■ **Point annotations for photographs**
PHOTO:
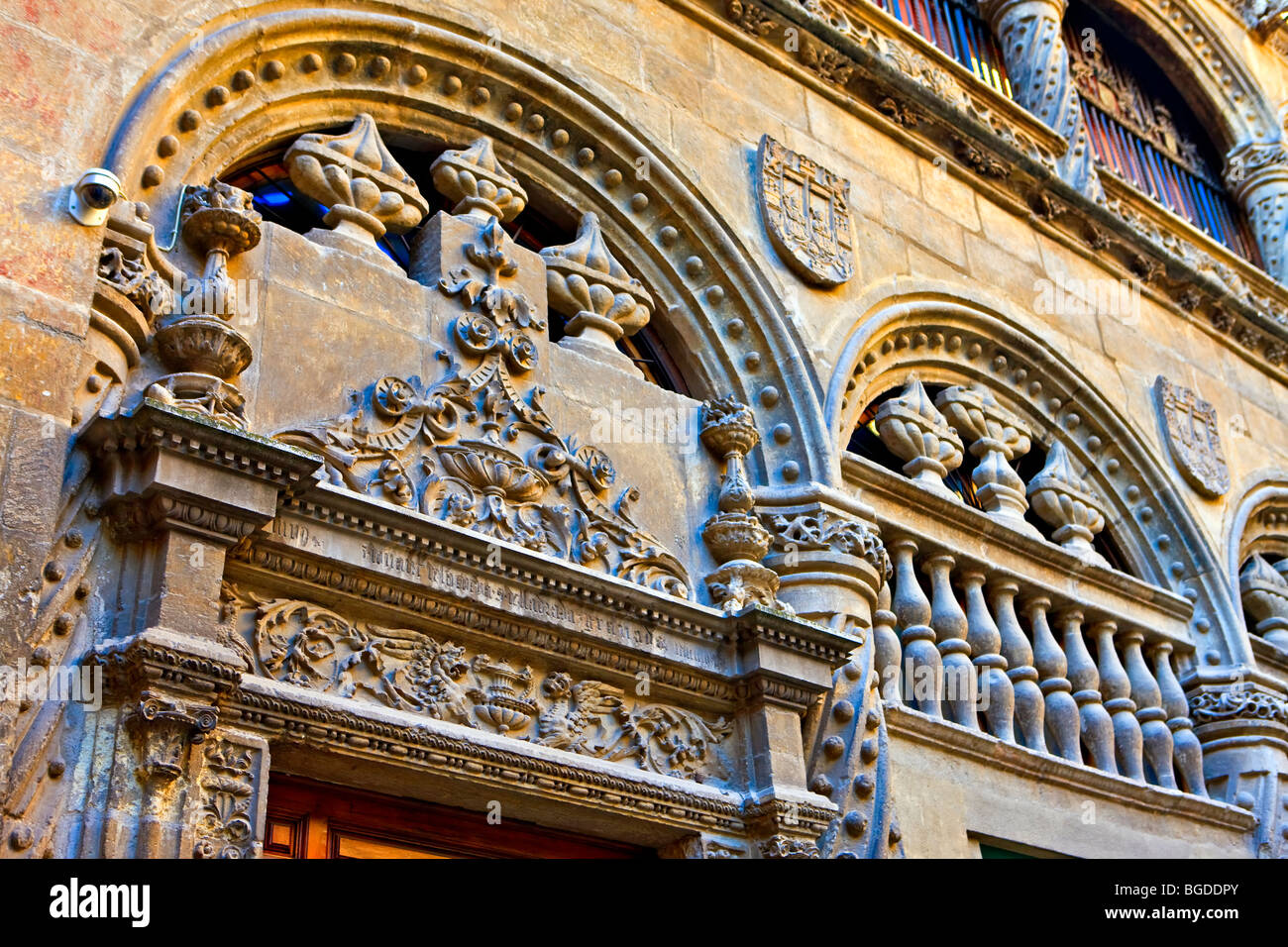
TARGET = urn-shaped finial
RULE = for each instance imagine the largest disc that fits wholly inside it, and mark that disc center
(353, 172)
(911, 427)
(476, 180)
(1265, 599)
(1068, 502)
(587, 283)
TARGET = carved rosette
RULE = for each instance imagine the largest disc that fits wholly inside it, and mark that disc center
(588, 285)
(737, 539)
(1193, 436)
(198, 343)
(913, 429)
(475, 178)
(1067, 501)
(996, 438)
(1265, 599)
(1042, 80)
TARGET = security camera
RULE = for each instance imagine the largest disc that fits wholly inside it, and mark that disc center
(97, 191)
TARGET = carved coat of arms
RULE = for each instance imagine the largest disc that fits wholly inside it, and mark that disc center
(806, 211)
(1189, 424)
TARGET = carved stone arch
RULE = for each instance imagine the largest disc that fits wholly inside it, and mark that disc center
(274, 73)
(956, 341)
(1183, 40)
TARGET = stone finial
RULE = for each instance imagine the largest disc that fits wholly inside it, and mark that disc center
(353, 172)
(996, 437)
(198, 343)
(1265, 599)
(475, 178)
(1064, 500)
(913, 429)
(734, 535)
(587, 283)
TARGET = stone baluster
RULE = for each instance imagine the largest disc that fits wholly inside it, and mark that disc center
(912, 429)
(1029, 710)
(1149, 710)
(1061, 710)
(1265, 599)
(1098, 728)
(1256, 174)
(1037, 62)
(1116, 694)
(1186, 750)
(996, 694)
(948, 620)
(996, 437)
(887, 651)
(922, 669)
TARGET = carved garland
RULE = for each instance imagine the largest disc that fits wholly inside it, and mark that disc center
(312, 647)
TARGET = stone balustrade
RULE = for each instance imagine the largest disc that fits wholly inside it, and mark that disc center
(1005, 655)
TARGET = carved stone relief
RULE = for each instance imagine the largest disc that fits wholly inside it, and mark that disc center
(1193, 437)
(477, 447)
(312, 647)
(806, 213)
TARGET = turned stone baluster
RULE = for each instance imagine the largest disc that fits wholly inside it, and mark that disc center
(1029, 711)
(1116, 694)
(1149, 710)
(996, 694)
(1061, 710)
(948, 620)
(1098, 728)
(885, 643)
(1186, 750)
(922, 671)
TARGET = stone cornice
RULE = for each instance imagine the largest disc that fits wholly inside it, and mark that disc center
(918, 95)
(682, 646)
(1047, 770)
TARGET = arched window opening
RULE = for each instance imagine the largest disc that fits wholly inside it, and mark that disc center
(267, 179)
(1142, 132)
(957, 29)
(866, 442)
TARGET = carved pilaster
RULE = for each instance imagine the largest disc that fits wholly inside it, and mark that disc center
(176, 491)
(1042, 80)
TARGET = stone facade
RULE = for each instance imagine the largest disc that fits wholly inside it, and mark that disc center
(304, 510)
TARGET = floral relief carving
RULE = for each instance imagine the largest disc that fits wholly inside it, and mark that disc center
(308, 646)
(478, 447)
(226, 821)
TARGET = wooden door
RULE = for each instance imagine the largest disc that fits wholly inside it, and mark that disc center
(316, 819)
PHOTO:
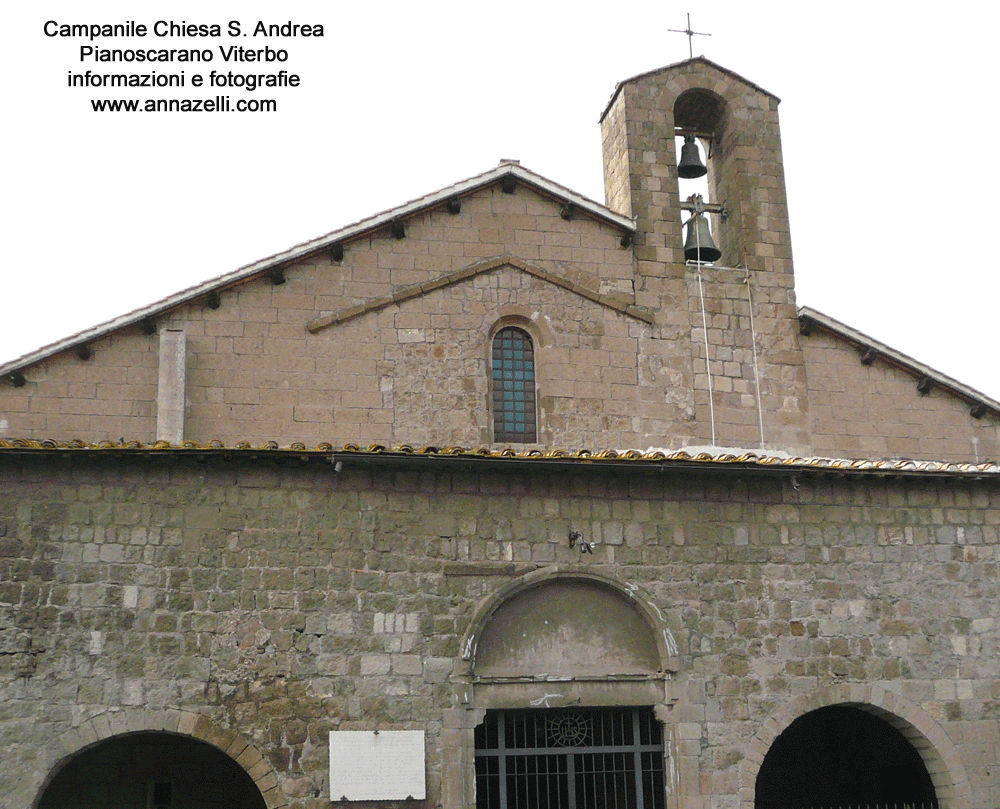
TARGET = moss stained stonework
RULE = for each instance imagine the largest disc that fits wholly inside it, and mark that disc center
(278, 603)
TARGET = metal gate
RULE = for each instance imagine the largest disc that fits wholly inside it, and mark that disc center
(585, 758)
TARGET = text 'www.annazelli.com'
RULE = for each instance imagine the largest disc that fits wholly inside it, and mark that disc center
(216, 104)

■ **What to do**
Rewrite all of the records above, replacing every occurrence of "disc" with "circle" and leaving everything else unchanged. Omit the pictures from your answer.

■ **Response to the task**
PHOTO:
TARGET = urn-shaped finial
RULE = for each instance imagine the largest circle that fits wholly inside it, and mark that circle center
(353, 172)
(911, 427)
(476, 180)
(1265, 599)
(1068, 502)
(587, 283)
TARGET = carved rosette
RULE = for each instance imagine the largest circle that fits wholly inside it, and mark that circle center
(588, 285)
(737, 539)
(1193, 436)
(198, 343)
(913, 429)
(475, 178)
(1067, 501)
(996, 438)
(1265, 599)
(1042, 80)
TARGET = security camera
RULE = for each instance imagine the largest circle that fits wholly inside it, and mark that circle center
(97, 191)
TARGET = carved coat of arms
RULE = for each instance imagine the largest circle that fits wholly inside it, and mark that circle center
(806, 211)
(1189, 424)
TARGET = carved stone arch
RULE = for each instance imagine the largest circle that fits wholly inside it, and mark that circle center
(274, 73)
(956, 341)
(1183, 40)
TARGET = stone finial
RULE = for each instance imagine the largest circle that fits wholly inside it, and mark that circle center
(353, 172)
(996, 437)
(198, 343)
(1265, 599)
(475, 178)
(1064, 500)
(913, 429)
(734, 535)
(587, 283)
TARGET = stone baluster
RULE = for each instance imagine the largest circle that fits wholly inside it, and mark that circle center
(912, 429)
(1029, 710)
(1149, 710)
(1061, 710)
(1265, 599)
(1098, 728)
(1256, 174)
(1037, 62)
(1116, 694)
(1186, 750)
(996, 694)
(948, 620)
(996, 437)
(887, 651)
(922, 669)
TARGET = carved garland
RULE = for each instance imagine the largest circle that fits wholly inside it, and mark that circle center
(312, 647)
TARGET = stone balustrade
RULE = for each instance imagine the largest circle that fits wholly inside it, and mark that circle center
(1005, 655)
TARGET = carved stone relief
RULE = for each instance imagine the largest circle that fits wholly inside it, and mark that circle center
(1193, 437)
(477, 447)
(312, 647)
(806, 213)
TARGET = turned stone baluster
RULE = for each instance imagine the largest circle that fits wholly inside it, and mark that circle center
(1029, 711)
(1116, 694)
(1149, 710)
(996, 694)
(1061, 710)
(948, 620)
(1098, 728)
(885, 643)
(1186, 750)
(922, 671)
TARGET = stone cornice
RULE = for each instance imagine the largest circle that fits wholly inside it, and mark that circle center
(918, 95)
(682, 646)
(1047, 770)
TARGET = arched window opening
RULE = for each instance imagine the largest circle that fits wholly inside it, and mark that circle center
(267, 179)
(1142, 132)
(957, 29)
(866, 442)
TARGET = carved pilaster
RULE = for each instance imagine the largest circle that fits wholly inside it, and mark that circle center
(176, 491)
(1042, 80)
TARGET = stone facade
RULE = for each instance imagine the largest circle that fits wholly inside it, and mark that circle center
(304, 510)
TARGET = floral relief carving
RULE = for each instance imagine the largest circle that fits wholly inside it, and mark that circle center
(308, 646)
(478, 447)
(226, 821)
TARGET = wooden door
RULE = for each instance imagine the largest circle that fits wholly inside it, and mark that circle center
(316, 819)
PHOTO:
TARGET = moss stained stonework
RULE = for each instance imagine the largest circle that fits wholly inside it, and mark that circle center
(278, 603)
TARGET = metal gate
RULE = for each instance imagine the largest circle that fits wholly inside it, and mark that circle center
(585, 758)
TARGET = text 'www.annazelli.com'
RULE = for each instance imagine the largest circle that fits wholly inside it, and mark that circle center
(216, 104)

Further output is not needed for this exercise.